- [Directions]:
1 > Restate the stretch of the passage about search engines from "You have the" through "build search engines?", substituting "machine" for "computer".
2 > Pick up the passage about search engines after its final sentence and keep writing.

Think of it this way: say you've forgotten both the name and the author of an old poem you remember learning as a child. You recall the sense of the thing, but you can't remember how it went.

So you wander into a favourite second-hand bookstore to see if you can find a copy. Without even the poet's name, though, you're going to be kind of hosed.

Luckily, the ancient shopkeeper (let's call him Mr. Ptolemy) is both exceptionally well-read and has a prodigious memory.

Trying to describe the poem to our friendly bookstore owner, you mention that it's about the choices we all have to make in life, and the consequences we will inevitably face from those choices as we grow older.

Somehow, splendid chap that he is, Mr. Ptolemy is able to discern that you're talking about Robert Frost's "The Road Not Taken".

He understood precisely what you meant and, as he recites a couple of favourite lines ("...Two roads diverged in a wood, and I-- I took the one less traveled by, And that has made all the difference"), it all snaps into place. Yes! That's exactly the poem I'm looking for!

Now try to imagine sitting in front of the Web version of Google and achieving the same result. What keywords would you have used? "Life" and "Choices" perhaps? Neither of those words appears anywhere in the poem. So where are you going to start?*

You have the sum of all human knowledge at your fingertips, but all you can do is describe what the document you want is broadly about. And all the computer can do is a kind of textual number-crunching based on word frequency, link relationships and keyword concepts.

Do you see how hard this stuff is for the people who build search engines?

Without getting deep into the kind of incredibly clever semantic search stuff my friends at TextWise do (disclosure: they're a client), it's really quite amazingly hard for most software systems to understand in any real way what even a simple document is about. So search engines were built around certain compromises.

Typically, in documents, web pages and things like that, there is going to be some kind of discernible relationship between the words they contain and what the document is actually about (unless, it seems, we're looking at poetic metaphors). A document that uses the word "astrophysics" several times is likely (but far from certain) to have something to do with the general topic of astrophysics.

From this, we can infer that a whole bunch of documents and web pages with many similar words (astrophysics, astrophysicists, cosmologists, cosmology, etc.) are more likely to be about the same thing than documents with no similar words. This is useful, because it means we can start grouping stuff together into clusters of inferred aboutness.

(Homonyms tend to bugger this all up, I'm afraid. Our astrophysicist would mean something quite specific if she searched for "stars". To a teenage celebrity gossip junkie, the same keyword means something entirely different. And a poor chap who just had difficulty spelling the word "asterisk" would be even more confused. But let's not get too far down that path - semantic disambiguation blows my mind.)

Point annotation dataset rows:
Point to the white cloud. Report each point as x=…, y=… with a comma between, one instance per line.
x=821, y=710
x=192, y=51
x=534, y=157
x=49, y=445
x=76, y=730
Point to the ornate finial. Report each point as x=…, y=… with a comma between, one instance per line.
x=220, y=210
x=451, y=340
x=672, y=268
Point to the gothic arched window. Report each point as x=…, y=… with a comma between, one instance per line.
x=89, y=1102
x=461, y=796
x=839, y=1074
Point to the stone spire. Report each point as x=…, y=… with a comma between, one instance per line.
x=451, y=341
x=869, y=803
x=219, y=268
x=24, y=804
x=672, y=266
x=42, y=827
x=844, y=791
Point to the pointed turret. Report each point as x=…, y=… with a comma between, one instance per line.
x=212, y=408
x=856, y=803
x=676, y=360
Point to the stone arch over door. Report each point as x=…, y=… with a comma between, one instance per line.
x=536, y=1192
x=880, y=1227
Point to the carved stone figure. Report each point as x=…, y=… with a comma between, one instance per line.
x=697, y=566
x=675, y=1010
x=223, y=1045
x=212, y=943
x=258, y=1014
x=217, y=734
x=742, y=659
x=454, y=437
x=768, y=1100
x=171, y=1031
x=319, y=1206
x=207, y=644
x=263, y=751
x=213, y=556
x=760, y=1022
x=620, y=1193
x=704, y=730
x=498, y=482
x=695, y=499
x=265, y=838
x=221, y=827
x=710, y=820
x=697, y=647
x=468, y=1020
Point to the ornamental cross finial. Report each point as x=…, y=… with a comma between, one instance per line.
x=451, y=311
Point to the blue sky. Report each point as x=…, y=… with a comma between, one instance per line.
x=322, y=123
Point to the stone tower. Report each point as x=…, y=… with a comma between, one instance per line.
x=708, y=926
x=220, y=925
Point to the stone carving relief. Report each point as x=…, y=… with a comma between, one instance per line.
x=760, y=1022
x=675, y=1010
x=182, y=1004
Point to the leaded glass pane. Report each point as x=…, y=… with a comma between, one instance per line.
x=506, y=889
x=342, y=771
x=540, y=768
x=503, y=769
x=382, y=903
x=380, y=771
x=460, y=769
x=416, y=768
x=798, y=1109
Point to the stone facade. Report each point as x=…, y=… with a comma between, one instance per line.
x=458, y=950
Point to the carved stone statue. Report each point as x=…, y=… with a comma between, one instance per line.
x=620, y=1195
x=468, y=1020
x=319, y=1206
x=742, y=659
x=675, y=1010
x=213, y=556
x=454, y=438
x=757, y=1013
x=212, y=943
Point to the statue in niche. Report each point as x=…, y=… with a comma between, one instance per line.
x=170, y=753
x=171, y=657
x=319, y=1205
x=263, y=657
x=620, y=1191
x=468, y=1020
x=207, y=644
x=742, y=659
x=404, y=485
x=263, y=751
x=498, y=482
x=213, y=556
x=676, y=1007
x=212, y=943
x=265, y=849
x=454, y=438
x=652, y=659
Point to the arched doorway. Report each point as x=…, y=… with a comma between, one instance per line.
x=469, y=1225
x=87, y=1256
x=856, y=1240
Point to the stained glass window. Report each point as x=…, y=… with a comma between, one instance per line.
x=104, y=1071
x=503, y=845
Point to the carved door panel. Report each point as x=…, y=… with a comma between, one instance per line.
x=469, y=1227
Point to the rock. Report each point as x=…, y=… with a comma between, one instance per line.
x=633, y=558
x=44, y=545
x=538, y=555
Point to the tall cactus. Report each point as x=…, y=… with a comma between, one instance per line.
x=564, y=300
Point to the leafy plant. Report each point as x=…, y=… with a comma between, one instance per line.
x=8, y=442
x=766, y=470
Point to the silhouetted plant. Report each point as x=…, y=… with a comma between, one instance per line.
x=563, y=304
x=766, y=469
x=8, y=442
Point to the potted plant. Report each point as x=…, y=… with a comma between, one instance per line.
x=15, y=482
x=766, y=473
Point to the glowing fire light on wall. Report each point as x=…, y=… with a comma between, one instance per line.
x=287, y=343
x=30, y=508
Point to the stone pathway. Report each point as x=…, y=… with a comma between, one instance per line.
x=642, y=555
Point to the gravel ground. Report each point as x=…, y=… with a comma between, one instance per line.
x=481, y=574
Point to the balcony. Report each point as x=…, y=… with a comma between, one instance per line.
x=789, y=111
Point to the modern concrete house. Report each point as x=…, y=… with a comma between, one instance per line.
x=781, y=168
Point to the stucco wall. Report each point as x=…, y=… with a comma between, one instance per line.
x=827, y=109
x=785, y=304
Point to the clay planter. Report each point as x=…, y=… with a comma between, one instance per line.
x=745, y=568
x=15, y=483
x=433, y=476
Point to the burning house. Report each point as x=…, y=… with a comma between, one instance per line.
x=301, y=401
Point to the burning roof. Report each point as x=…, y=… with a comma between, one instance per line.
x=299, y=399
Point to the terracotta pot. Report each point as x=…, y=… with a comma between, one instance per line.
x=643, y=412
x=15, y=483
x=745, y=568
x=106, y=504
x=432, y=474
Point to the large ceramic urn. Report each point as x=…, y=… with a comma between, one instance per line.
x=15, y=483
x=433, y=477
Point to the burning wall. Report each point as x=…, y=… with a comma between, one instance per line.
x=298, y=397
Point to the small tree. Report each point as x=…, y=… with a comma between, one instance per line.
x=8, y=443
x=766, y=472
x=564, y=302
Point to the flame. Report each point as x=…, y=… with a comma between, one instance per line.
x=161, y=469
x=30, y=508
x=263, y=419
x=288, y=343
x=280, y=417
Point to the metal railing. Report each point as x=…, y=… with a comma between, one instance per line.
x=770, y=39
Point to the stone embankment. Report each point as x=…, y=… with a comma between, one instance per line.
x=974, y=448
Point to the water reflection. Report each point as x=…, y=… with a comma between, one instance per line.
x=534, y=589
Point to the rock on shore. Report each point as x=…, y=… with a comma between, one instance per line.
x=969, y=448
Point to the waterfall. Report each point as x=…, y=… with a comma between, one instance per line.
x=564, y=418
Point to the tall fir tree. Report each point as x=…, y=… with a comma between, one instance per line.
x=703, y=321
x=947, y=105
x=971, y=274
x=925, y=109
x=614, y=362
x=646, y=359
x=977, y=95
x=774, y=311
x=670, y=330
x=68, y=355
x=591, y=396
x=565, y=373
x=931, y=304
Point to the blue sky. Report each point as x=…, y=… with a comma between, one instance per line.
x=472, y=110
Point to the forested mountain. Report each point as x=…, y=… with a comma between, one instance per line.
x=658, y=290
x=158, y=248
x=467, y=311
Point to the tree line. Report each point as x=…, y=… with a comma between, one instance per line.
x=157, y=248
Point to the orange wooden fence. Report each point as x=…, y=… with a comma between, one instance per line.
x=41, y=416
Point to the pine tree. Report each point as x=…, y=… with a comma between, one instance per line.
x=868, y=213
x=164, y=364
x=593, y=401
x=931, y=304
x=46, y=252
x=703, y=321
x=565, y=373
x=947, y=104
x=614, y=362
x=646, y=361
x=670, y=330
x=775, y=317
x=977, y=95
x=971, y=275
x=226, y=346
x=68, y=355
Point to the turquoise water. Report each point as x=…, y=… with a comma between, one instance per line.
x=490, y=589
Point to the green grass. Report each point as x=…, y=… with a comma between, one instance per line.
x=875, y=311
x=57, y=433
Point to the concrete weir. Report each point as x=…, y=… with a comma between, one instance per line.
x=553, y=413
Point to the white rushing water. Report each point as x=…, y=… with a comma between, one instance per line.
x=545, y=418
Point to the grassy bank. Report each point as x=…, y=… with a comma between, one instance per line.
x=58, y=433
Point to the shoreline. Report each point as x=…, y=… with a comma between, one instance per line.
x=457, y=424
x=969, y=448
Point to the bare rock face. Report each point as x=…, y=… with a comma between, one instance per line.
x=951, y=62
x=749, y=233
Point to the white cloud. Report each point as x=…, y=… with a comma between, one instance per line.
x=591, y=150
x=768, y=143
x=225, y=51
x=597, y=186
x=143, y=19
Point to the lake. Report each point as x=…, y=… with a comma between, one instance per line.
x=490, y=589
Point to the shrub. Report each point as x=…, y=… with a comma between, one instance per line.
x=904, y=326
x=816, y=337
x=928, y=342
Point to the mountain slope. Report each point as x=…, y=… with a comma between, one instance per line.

- [Answers below]:
1 >
You have the sum of all human knowledge at your fingertips, but all you can do is describe what the document you want is broadly about. And all the machine can do is a kind of textual number-crunching based on word frequency, link relationships and keyword concepts.

Do you see how hard this stuff is for the people who build search engines?

2 >
By now, you should have already figured out how some of the earliest search engines worked.

Build a really, really big index of words and pointers to where they appear in lots and lots of documents.
Use the frequency of word-use as a guide to which documents are most likely to be about the topics your searcher is interested in.
Layer on some synonym cleverness and you've got the start of a workable way to navigate through an ever-expanding online corpus of knowledge.

It's from this approach that the notion of keyword density rose to prominence in the SEO world.

Unscrupulous marketers in the early days of the web figured out that early, dumb search engines could be fooled. A document that included the word "astrophysics" in every second sentence might, the theory went, end up being ranked as the single most relevant and useful document about astrophysics in the entire universe. (It wasn't really quite this unsubtle, but you get my drift).

Having worked out the importance of density, web marketing monkeys started stuffing their pages with hidden keywords. Remember that old practice of embedding white text on the white background of a page? That was a density game.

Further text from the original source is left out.